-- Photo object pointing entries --
[Begin]

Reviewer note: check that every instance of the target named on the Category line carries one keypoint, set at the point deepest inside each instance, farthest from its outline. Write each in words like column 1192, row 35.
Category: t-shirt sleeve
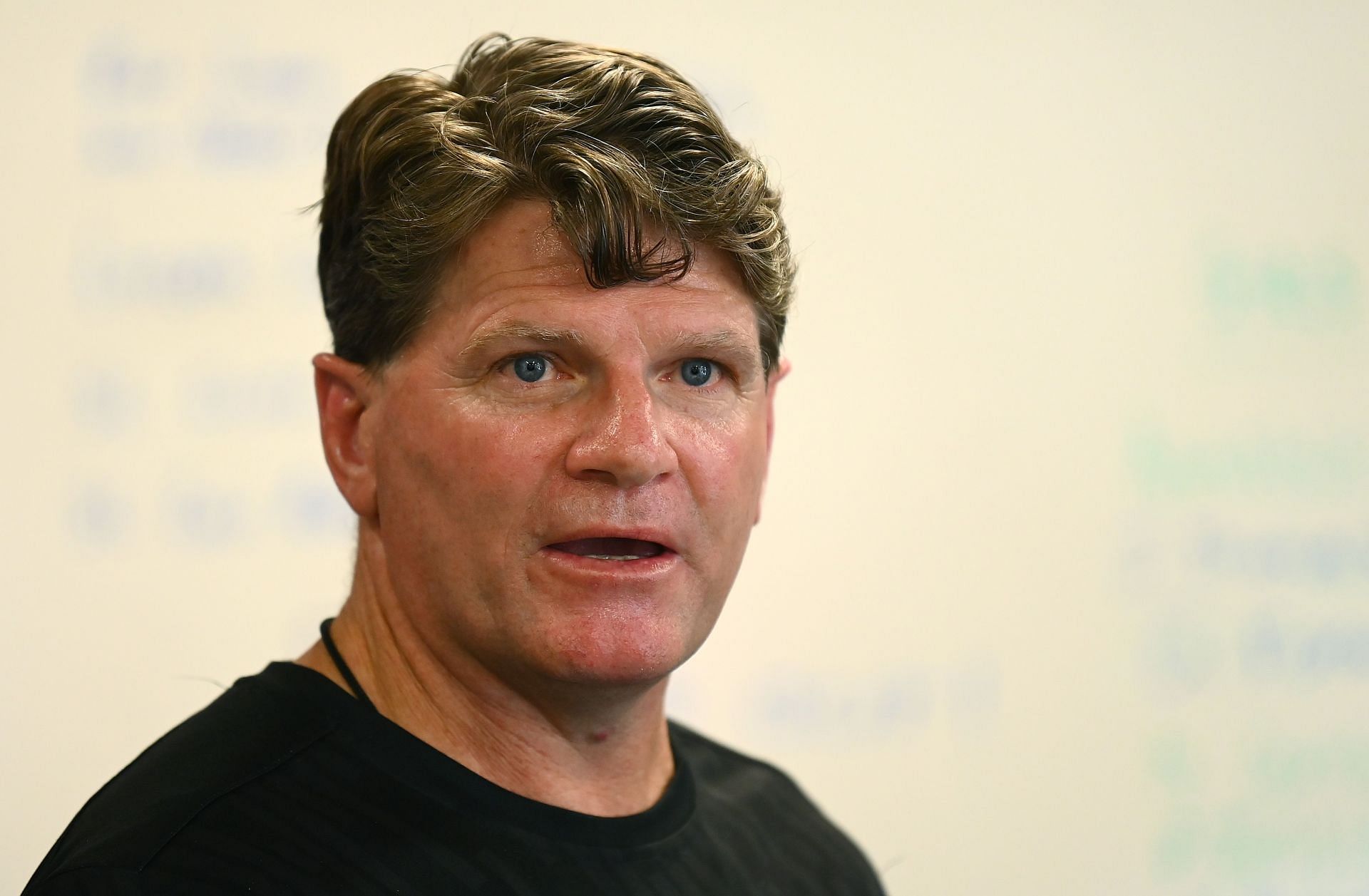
column 103, row 881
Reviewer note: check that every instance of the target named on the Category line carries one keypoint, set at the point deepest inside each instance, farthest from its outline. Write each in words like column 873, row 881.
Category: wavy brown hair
column 616, row 143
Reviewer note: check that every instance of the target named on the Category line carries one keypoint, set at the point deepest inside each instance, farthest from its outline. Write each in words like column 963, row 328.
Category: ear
column 344, row 393
column 771, row 382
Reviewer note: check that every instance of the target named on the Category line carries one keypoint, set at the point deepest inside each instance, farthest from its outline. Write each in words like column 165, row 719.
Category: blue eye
column 530, row 369
column 697, row 371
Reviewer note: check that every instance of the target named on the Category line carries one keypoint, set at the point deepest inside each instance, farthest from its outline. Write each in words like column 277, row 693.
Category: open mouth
column 615, row 549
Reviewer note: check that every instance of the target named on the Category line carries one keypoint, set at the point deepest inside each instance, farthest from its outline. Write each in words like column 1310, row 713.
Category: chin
column 620, row 654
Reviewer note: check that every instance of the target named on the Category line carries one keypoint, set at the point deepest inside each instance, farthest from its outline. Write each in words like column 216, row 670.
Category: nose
column 620, row 441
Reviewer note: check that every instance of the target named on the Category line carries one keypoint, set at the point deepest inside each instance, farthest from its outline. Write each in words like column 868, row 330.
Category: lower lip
column 593, row 567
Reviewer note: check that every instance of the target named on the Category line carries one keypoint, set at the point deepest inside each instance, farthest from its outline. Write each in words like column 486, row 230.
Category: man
column 558, row 290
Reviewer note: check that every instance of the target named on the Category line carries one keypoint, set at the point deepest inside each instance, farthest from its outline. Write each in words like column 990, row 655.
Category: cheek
column 726, row 464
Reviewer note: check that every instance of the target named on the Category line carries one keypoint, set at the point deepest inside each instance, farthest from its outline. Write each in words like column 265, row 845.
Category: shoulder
column 751, row 800
column 250, row 731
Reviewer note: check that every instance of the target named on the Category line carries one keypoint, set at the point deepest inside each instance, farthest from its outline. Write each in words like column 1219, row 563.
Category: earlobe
column 342, row 390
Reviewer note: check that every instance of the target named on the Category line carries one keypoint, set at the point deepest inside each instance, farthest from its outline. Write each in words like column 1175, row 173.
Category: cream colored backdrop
column 1064, row 580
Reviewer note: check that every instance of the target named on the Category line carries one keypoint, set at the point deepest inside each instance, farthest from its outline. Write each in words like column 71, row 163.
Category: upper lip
column 607, row 531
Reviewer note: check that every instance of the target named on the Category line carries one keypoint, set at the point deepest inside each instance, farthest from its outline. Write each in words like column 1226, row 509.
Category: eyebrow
column 522, row 333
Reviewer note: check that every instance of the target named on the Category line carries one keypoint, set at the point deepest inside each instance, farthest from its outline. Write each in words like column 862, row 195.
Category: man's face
column 565, row 476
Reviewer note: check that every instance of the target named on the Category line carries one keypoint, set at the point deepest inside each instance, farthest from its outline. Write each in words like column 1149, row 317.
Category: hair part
column 617, row 144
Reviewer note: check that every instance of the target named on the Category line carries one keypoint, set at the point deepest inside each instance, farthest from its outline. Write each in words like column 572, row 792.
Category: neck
column 590, row 750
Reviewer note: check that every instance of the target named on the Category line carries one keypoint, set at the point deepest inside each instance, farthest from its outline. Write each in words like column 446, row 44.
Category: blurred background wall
column 1062, row 585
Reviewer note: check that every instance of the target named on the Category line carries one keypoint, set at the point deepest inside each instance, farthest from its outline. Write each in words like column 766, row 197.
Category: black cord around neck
column 342, row 664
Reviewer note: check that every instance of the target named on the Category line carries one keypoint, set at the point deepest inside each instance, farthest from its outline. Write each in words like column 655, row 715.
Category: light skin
column 531, row 418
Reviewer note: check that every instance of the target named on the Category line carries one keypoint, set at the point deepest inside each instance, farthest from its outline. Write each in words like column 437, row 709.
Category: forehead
column 519, row 257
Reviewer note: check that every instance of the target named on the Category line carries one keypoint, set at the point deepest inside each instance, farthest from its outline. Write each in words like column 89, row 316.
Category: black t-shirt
column 287, row 784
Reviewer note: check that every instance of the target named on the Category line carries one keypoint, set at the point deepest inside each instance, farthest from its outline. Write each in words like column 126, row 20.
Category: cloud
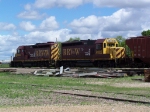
column 123, row 20
column 85, row 25
column 28, row 7
column 49, row 24
column 56, row 3
column 7, row 26
column 28, row 26
column 98, row 3
column 121, row 4
column 31, row 14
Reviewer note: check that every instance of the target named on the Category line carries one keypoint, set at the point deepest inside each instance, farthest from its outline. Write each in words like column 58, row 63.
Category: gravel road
column 102, row 106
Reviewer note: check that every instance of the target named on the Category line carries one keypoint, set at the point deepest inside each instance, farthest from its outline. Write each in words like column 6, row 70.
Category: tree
column 73, row 39
column 146, row 33
column 121, row 41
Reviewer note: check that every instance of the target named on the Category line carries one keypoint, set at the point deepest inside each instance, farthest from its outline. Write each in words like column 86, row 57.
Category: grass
column 4, row 65
column 27, row 86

[End]

-- Given exercise --
Recast every line of the entries above as a Markdown table with a No. column for the row number and a Text column for the line, skipping blank lines. Leave the pictures out of the table.

-- Task output --
| No. | Text |
|---|---|
| 1 | Reviewer note: check that every instance of the target named on the Category line carries one keypoint, set at the point deepest inside each instance, farthest from its outline. Write each in words like column 1192, row 35. |
| 2 | Category: t-shirt sleeve |
| 3 | column 103, row 881 |
| 4 | Reviewer note: check that every instance of the target named on the Category line carries one keypoint, set at the point deepest inside each instance, farthest from its outline. Write each in words like column 873, row 881. |
| 5 | Category: wavy brown hair |
| 6 | column 616, row 143 |
| 7 | Reviewer note: check that every instance of the target named on the Category line carries one keypoint, set at the point deepest inside each instance, farthest from its outline. Write each in words like column 963, row 328. |
| 8 | Category: ear |
| 9 | column 344, row 393 |
| 10 | column 771, row 382 |
| 11 | Reviewer note: check that every instance of the target named on the Category line carries one keypoint, set at the point deepest inside each instance, farthest from its outline. Write each in words like column 165, row 719. |
| 12 | Category: blue eye |
| 13 | column 530, row 369 |
| 14 | column 697, row 371 |
| 15 | Reviewer note: check that every instance of the target named on the Category line carries one keypoint, set at the point deepest inside each instance, farthest from its outline. Write each in words like column 277, row 693. |
| 16 | Category: open mouth |
| 17 | column 615, row 549 |
| 18 | Reviewer note: check that every instance of the target named on the Category line carries one keypoint, set at the point deepest inside each instance, farthest from its outline. Write each in words like column 1310, row 713. |
| 19 | Category: chin |
| 20 | column 620, row 654 |
| 21 | Reviewer note: check that every instance of the target named on the Category line carries one keypoint, set at the point deepest inside each instance, farthest from its outline. Write each in words like column 216, row 670. |
| 22 | Category: nose |
| 23 | column 620, row 441 |
| 24 | Reviewer note: check that every instance of the target named on the Category line carries one keypoint, set at the point deepest inside each instance, farthest from its outline. Write each in words like column 868, row 330. |
| 25 | Category: lower lip |
| 26 | column 593, row 567 |
| 27 | Reviewer note: check that every instance of the target named on the Category line carries one keypoint, set at the point deepest inside each instance, farthest from its outline. Write each in words like column 486, row 230. |
| 28 | Category: man |
| 29 | column 558, row 290 |
| 30 | Reviewer note: check that every instance of the target named on the Category line carries one keypoint, set at the point deepest inside each instance, farthest from its outline. Write each in words like column 990, row 655. |
| 31 | Category: cheek |
| 32 | column 726, row 464 |
| 33 | Reviewer note: check that every instance of the target named on the Category line carries one keypoint, set at the point deepest inside each instance, farthest from its outline. Write each in words like column 265, row 845. |
| 34 | Category: shoulder |
| 35 | column 751, row 800 |
| 36 | column 250, row 731 |
| 37 | Reviewer note: check that every instance of the target named on the Category line carries one keypoint, set at the point deepest inside each instance, farthest from its outline. Write each in words like column 1219, row 563. |
| 38 | Category: earlobe |
| 39 | column 342, row 390 |
| 40 | Reviewer note: check that every instance of the target named on the Category line carries one keypoint, set at the point deepest inside each instance, farthest from its outline. Write each in words like column 1175, row 173. |
| 41 | Category: cream colored backdrop |
| 42 | column 1064, row 580 |
| 43 | Reviewer note: check that every instance of the target named on the Category line carries one keypoint, set at the point deepest inside each instance, farthest from its outline. Write each in words like column 71, row 163. |
| 44 | Category: upper lip |
| 45 | column 607, row 531 |
| 46 | Reviewer note: check that every instance of the target named on the Category line carries one keypoint, set at the point deepest inside each instance, farthest from its outline. Write each in words like column 1226, row 509. |
| 47 | Category: eyebrow |
| 48 | column 522, row 333 |
| 49 | Reviewer note: check that every instance of the target named on the Category line carries one keypoint, set at the point deepest inside each instance, farthest from its outline. Write each in words like column 862, row 195. |
| 50 | Category: man's face |
| 51 | column 565, row 476 |
| 52 | Reviewer note: check that every instance of the target named on the Category line carries one keypoint, set at the point deepest inside each instance, farthest from its outline. Write each in words like column 1149, row 317. |
| 53 | Category: hair part |
| 54 | column 617, row 144 |
| 55 | Reviewer note: check that every instance of the target named on the Category line carries one keypoint, set at the point deepest inside each instance, farthest from its outline. Write each in words like column 572, row 792. |
| 56 | Category: neck |
| 57 | column 590, row 750 |
| 58 | Reviewer note: check that every instance of the target named on the Category line carries one keypoint, set at the point deepest inside each instance, farthest from its outline. Write each in words like column 446, row 44. |
| 59 | Category: blurred background wall |
| 60 | column 1062, row 585 |
| 61 | Reviewer note: check that every instance of the target named on the Category line carries one keypoint, set at the point deepest inside each instance, farthest from its outline. Write each in words like column 766, row 197. |
| 62 | Category: black cord around neck |
| 63 | column 342, row 664 |
| 64 | Reviewer note: check that every instance of the target named on the Category line carries one keypoint, set at the point deepest inside each instance, farthest from its outline. Write each in words like column 655, row 715. |
| 65 | Category: light skin |
| 66 | column 531, row 418 |
| 67 | Reviewer note: check that every instance of the target named on the Category line carries one keypoint, set at the point deepest inside each instance, farthest from its outline. Write each in words like column 437, row 709. |
| 68 | Category: forehead |
| 69 | column 519, row 257 |
| 70 | Reviewer note: check that every instance of the target named on the Category line carries one keypoint, set at the point deepest inside each instance, farthest from its outline. Write each in words like column 89, row 316. |
| 71 | Category: black t-shirt |
| 72 | column 287, row 784 |
| 73 | Reviewer note: check that every instance of the target named on the Category line carries one keypoint, set at the point deepest inside each instance, farthest from its outline. Write each in words like column 126, row 20. |
| 74 | Category: cloud |
| 75 | column 123, row 20 |
| 76 | column 85, row 25 |
| 77 | column 28, row 7 |
| 78 | column 49, row 24 |
| 79 | column 56, row 3 |
| 80 | column 7, row 26 |
| 81 | column 28, row 26 |
| 82 | column 98, row 3 |
| 83 | column 121, row 4 |
| 84 | column 31, row 14 |
| 85 | Reviewer note: check that every instance of the target named on the Category line carries one keypoint, set at the point deepest inside each instance, farthest from its outline. Write each in words like column 58, row 63. |
| 86 | Category: gravel road |
| 87 | column 102, row 106 |
| 88 | Reviewer note: check that every instance of the target named on the Category line carries one keypoint, set at the point deepest inside each instance, farthest from its outline. Write each in words like column 6, row 70. |
| 89 | Category: tree |
| 90 | column 73, row 39 |
| 91 | column 146, row 33 |
| 92 | column 121, row 41 |
| 93 | Reviewer note: check that every instance of the target named on the Category line carries one keypoint, set at the point deepest inside each instance, farthest from its outline. Write each in words like column 86, row 57. |
| 94 | Category: grass |
| 95 | column 4, row 65 |
| 96 | column 27, row 86 |